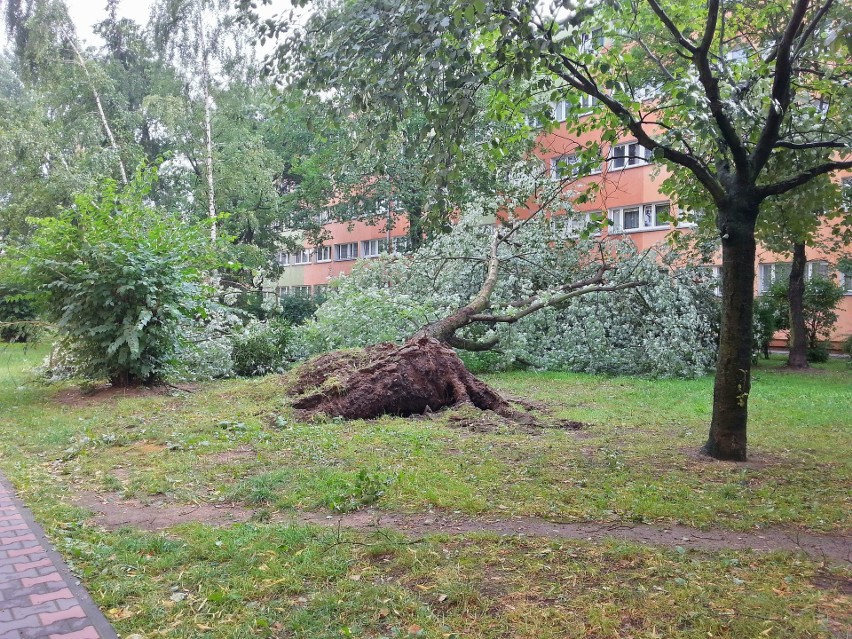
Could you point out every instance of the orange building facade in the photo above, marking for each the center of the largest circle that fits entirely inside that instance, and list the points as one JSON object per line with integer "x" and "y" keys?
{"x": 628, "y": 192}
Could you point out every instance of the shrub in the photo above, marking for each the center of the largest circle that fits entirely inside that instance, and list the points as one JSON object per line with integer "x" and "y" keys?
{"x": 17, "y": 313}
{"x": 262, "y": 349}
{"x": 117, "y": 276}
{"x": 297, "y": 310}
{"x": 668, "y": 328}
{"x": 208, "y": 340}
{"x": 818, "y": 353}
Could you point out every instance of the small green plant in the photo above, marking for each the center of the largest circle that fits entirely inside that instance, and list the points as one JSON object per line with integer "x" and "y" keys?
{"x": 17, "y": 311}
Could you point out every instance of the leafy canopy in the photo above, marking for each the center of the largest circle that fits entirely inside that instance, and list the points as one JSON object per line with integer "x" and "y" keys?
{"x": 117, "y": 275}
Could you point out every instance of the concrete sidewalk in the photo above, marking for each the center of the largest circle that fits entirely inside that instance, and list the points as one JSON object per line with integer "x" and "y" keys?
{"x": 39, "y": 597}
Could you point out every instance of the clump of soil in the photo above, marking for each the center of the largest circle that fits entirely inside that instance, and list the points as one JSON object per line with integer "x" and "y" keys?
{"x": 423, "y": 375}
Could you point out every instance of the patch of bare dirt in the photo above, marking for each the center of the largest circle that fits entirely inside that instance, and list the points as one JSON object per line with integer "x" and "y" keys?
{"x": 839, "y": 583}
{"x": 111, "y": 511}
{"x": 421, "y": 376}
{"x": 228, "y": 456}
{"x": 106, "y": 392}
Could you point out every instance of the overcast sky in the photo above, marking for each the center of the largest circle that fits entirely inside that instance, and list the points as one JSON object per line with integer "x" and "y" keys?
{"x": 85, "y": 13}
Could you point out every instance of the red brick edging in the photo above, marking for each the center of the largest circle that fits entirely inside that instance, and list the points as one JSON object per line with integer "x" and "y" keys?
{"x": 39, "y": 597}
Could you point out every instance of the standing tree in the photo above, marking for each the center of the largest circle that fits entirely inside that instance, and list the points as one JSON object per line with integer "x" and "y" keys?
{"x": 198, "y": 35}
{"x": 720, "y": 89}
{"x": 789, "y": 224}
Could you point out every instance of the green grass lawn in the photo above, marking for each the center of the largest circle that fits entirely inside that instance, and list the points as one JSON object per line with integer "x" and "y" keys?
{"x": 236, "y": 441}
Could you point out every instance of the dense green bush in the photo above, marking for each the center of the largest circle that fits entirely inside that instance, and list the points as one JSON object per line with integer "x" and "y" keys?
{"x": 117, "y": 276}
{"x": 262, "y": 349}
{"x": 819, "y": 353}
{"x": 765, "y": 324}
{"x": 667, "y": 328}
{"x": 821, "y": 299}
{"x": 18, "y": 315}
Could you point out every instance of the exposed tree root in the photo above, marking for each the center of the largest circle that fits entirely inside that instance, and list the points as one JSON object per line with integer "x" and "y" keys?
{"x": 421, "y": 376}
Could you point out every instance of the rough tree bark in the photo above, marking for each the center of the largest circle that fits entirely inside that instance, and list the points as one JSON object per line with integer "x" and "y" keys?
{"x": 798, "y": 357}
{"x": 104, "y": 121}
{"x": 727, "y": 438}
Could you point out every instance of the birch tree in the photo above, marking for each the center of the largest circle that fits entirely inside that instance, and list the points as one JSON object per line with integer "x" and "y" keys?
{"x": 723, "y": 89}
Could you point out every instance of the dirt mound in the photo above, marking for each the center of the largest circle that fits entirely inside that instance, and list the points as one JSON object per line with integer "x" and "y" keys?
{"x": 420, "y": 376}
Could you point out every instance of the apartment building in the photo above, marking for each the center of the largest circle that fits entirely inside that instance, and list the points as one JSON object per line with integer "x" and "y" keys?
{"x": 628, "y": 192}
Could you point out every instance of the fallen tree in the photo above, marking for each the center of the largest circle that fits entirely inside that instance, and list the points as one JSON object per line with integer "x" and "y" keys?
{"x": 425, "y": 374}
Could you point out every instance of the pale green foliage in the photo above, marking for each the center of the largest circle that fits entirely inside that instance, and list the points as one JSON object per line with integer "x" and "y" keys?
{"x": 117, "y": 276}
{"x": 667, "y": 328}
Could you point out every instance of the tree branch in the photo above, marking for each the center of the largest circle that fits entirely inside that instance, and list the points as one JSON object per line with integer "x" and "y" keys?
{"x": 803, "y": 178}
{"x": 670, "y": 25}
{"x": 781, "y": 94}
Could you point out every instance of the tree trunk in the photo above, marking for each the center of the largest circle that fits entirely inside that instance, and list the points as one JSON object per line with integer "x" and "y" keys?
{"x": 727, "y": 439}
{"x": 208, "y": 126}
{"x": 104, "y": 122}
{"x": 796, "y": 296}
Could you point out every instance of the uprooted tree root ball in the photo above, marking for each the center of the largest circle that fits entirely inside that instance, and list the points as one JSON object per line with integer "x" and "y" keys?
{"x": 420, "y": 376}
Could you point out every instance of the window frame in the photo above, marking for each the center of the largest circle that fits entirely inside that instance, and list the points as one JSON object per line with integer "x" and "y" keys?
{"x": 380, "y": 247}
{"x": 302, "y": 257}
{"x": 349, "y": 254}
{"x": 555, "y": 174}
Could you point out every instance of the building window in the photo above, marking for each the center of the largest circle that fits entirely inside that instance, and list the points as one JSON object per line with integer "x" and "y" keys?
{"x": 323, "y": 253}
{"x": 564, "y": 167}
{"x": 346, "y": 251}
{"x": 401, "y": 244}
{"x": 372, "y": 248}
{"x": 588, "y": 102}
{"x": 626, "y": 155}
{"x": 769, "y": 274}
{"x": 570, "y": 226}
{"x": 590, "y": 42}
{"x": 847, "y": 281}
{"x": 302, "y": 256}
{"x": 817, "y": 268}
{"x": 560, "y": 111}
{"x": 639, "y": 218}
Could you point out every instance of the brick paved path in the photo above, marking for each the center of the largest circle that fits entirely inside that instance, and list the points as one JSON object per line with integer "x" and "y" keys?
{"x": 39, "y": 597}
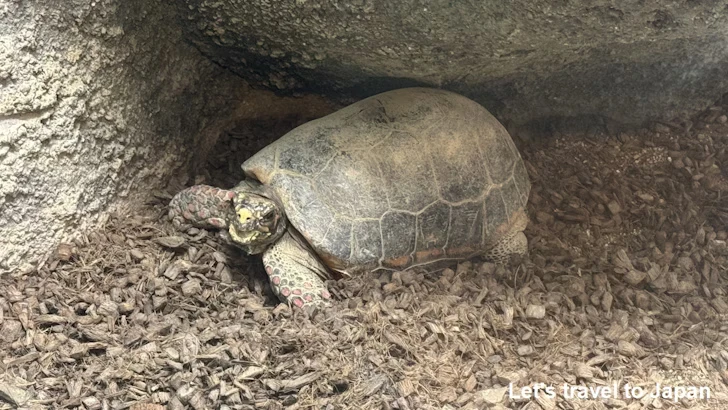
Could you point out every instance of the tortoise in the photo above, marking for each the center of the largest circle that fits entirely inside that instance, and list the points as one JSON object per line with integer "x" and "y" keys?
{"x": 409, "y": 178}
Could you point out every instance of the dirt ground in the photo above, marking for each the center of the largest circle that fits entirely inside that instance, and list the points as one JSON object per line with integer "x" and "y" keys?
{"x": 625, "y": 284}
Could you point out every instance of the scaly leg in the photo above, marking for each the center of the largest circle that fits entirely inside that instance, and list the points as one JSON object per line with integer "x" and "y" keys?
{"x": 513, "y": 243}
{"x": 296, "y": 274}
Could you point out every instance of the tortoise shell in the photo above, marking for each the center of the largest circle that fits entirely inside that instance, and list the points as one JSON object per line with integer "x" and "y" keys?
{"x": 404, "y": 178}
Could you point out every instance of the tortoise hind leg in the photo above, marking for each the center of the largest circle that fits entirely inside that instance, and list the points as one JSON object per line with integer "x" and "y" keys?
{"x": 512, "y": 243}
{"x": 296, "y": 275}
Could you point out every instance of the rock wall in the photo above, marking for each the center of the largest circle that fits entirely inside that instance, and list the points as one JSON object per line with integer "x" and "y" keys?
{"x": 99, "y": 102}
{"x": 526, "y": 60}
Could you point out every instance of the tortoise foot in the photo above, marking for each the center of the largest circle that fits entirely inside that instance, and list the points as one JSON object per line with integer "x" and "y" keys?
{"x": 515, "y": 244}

...

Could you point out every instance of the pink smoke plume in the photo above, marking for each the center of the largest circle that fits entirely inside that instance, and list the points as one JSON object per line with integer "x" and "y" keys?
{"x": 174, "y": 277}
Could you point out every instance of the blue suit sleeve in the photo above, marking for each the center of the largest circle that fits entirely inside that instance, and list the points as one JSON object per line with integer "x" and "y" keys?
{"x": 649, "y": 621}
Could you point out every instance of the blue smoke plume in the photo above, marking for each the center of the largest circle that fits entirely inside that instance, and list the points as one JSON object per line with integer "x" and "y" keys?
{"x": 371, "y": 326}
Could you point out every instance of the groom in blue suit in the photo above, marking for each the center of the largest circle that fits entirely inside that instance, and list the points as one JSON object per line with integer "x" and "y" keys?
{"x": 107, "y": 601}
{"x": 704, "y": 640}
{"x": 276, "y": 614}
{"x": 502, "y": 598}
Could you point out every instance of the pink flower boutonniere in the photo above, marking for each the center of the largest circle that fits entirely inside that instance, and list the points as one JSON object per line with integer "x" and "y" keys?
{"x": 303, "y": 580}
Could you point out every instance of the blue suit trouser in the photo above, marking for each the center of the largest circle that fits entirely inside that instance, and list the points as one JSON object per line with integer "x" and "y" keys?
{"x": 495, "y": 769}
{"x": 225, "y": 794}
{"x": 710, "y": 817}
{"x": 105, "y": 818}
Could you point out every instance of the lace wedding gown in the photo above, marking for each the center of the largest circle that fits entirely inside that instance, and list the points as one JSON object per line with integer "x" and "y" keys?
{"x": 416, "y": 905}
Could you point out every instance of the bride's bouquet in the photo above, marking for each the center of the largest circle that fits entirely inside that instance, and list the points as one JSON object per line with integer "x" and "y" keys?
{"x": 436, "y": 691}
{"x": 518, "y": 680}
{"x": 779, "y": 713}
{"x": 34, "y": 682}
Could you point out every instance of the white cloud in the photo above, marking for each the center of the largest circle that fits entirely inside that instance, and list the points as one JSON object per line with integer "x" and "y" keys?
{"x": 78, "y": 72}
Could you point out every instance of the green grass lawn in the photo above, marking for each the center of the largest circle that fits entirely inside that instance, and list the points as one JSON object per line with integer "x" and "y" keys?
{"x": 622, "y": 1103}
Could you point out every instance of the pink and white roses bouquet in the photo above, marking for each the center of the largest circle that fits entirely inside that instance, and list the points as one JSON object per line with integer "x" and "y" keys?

---

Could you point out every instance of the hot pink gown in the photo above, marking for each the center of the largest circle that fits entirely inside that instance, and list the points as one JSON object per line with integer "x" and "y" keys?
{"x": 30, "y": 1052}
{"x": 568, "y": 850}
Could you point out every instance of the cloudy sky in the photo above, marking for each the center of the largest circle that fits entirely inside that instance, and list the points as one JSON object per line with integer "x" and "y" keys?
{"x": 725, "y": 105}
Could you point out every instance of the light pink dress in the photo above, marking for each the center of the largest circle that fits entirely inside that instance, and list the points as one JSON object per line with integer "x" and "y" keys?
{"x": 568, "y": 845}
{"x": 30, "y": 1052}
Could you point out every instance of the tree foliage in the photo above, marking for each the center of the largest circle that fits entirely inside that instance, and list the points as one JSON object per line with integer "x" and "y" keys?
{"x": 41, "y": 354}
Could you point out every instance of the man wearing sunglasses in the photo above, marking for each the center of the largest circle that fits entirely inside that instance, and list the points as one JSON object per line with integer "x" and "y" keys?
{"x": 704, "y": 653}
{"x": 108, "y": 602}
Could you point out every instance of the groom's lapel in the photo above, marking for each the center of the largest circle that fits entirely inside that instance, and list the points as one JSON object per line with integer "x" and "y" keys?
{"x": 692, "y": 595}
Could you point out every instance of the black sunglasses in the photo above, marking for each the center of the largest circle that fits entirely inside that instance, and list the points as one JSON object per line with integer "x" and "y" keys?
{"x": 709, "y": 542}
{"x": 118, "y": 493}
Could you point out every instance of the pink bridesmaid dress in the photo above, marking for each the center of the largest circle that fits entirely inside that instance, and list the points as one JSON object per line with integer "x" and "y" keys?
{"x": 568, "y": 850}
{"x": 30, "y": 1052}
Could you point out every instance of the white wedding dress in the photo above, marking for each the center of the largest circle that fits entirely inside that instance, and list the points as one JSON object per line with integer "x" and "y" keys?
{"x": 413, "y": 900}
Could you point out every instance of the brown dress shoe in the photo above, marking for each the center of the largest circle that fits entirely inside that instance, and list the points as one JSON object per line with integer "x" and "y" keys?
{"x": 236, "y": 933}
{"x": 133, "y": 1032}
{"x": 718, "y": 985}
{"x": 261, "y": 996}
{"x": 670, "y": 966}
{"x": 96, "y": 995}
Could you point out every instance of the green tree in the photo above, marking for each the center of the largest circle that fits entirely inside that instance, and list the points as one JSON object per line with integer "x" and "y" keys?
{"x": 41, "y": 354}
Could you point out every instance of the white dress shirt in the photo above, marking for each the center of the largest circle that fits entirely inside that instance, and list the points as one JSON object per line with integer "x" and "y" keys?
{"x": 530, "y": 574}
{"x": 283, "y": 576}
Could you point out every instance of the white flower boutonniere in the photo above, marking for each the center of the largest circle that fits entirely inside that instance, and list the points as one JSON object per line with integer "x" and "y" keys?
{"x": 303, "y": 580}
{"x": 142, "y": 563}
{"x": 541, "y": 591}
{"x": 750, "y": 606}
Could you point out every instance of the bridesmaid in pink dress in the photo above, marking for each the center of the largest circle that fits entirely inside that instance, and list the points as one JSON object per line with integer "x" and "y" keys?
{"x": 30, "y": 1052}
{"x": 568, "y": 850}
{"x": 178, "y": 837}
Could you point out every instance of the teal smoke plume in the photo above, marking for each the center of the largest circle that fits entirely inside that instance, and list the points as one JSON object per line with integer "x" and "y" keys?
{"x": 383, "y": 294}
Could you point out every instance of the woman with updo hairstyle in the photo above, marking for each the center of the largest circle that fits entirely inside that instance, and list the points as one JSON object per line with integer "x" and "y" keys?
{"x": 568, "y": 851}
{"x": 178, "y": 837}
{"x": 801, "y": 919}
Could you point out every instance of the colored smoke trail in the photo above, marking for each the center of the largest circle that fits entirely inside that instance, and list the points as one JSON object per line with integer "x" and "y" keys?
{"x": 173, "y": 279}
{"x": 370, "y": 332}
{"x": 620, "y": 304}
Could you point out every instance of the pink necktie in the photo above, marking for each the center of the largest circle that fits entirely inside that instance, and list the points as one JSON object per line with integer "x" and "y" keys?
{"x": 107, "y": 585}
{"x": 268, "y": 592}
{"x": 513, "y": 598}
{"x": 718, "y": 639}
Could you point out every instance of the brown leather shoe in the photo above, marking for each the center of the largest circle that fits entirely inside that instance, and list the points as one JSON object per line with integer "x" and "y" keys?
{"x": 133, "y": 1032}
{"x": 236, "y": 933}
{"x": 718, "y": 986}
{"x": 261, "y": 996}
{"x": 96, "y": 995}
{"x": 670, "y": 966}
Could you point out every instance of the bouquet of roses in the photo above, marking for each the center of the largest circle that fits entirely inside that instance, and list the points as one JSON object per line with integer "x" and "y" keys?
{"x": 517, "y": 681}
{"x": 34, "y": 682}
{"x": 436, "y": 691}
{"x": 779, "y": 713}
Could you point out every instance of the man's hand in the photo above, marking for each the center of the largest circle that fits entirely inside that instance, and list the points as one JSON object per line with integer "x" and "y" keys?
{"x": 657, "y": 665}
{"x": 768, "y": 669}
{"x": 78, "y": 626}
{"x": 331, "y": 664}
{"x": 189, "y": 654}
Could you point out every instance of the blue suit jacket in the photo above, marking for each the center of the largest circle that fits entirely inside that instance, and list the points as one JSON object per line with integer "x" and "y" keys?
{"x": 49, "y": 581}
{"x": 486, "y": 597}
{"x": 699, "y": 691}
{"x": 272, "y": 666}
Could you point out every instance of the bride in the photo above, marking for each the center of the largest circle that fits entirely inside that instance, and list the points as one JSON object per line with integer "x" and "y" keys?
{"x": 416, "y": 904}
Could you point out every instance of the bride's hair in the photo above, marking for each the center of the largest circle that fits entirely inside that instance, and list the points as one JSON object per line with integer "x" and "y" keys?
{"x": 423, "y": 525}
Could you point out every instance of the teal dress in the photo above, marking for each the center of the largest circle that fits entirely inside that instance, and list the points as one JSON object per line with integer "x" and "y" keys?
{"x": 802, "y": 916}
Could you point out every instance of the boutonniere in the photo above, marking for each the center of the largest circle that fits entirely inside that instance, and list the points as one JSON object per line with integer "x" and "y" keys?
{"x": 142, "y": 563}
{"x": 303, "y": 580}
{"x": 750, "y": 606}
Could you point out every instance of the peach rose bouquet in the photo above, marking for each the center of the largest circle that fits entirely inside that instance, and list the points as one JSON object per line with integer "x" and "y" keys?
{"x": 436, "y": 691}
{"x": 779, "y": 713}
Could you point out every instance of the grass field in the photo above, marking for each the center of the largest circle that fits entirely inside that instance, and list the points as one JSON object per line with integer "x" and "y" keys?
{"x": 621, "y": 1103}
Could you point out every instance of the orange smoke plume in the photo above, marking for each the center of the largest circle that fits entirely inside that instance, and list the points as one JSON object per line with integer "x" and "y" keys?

**EXERCISE DIRECTIONS:** Beginning with the line that has "Could you point out every instance of the bride's bouquet" and ending with the line that has "Could you point out every instance of the pink and", set down the lines above exactly and include no others.

**PROBLEM SOLUTION:**
Could you point out every instance of the bride's bouquet in the photo above, marking for each the center of the largest circle that fits entirely inside that instance, and list the points as one JSON object per line with integer "x" and "y" keys?
{"x": 436, "y": 691}
{"x": 518, "y": 680}
{"x": 779, "y": 713}
{"x": 34, "y": 682}
Could you point out every instance of the white cloud in the photo above, marking for each the center of the largest circle that fits entirely inside that instance, and list the points as one JSON object per line with integer "x" and "y" keys?
{"x": 78, "y": 72}
Could you point out every instance of the green grass lawn in the photo above, marking for each the center of the largest circle that fits entirely inside that instance, and list the points as one JSON object per line with integer "x" and "y" keys?
{"x": 622, "y": 1103}
Could you point out every instance of the pink and white roses bouquet in the photo above, marking for each the center of the largest circle that fits entirely inside that instance, and list the points as one JSON object per line with integer "x" and "y" keys?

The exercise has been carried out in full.